§ **INFORMATION PROVIDED**
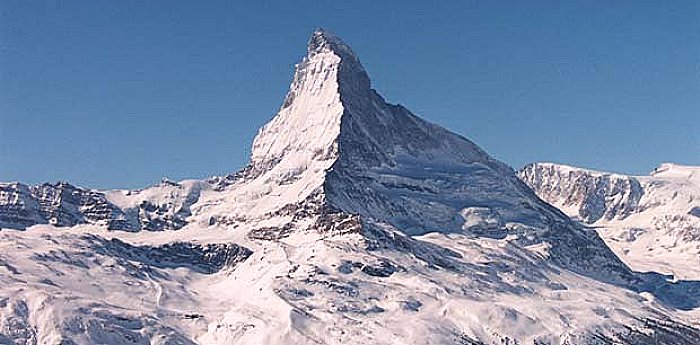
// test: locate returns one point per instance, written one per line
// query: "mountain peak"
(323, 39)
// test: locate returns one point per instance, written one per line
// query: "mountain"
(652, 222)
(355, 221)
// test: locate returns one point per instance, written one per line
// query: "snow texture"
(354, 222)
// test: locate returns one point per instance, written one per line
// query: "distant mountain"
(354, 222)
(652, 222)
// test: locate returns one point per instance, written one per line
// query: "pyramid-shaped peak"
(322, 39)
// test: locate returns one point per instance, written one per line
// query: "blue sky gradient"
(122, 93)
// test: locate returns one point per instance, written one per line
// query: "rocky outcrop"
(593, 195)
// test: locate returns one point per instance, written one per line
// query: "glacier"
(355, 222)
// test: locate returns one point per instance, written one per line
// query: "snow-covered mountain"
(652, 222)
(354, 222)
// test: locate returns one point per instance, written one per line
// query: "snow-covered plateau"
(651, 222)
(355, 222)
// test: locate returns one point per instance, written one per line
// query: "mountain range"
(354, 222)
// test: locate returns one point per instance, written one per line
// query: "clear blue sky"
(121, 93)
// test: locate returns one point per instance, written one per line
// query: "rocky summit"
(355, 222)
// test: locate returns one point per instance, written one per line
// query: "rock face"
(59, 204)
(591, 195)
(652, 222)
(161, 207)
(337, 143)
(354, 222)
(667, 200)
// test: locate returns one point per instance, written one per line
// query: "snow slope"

§ **ACTION ITEM**
Print the records above again exactly. Leave out the images.

§ **ANSWER BOX**
// test: locate returns one point per instance, written one per line
// query: "mountain peak"
(323, 39)
// test: locate returns one point per instance, written one per line
// query: "mountain"
(652, 222)
(355, 221)
// test: locate returns one point per instance, written one per line
// query: "snow texture"
(354, 222)
// test: locate returns one point per instance, written one per line
// query: "distant mountain"
(354, 222)
(652, 222)
// test: locate returns one point per instance, written one per line
// query: "pyramid-shaped peak"
(322, 39)
// test: locate returns one point per instance, written one per line
// query: "blue sky gradient"
(122, 93)
// test: locate returns one point per instance, written one per line
// query: "rocky outcrop"
(593, 195)
// test: locate returns one point per instance, written one per line
// query: "glacier"
(355, 222)
// test: locate returns one point per instance, written one per line
// query: "snow-covered mountain"
(652, 222)
(354, 222)
// test: locate returns one point per instance, written one per line
// query: "snow-covered plateau"
(651, 222)
(355, 222)
// test: locate returns one point per instance, written one per line
// query: "mountain range"
(354, 222)
// test: locate returns one point per instance, written one per line
// query: "clear blue sky"
(121, 93)
// test: locate returns one point per instance, written one per line
// query: "rocky summit"
(355, 222)
// test: locate returns one point per instance, written one per line
// query: "rock face"
(59, 204)
(591, 195)
(652, 222)
(161, 207)
(337, 143)
(354, 222)
(667, 200)
// test: locate returns one point per instance, written one per line
// query: "snow slope"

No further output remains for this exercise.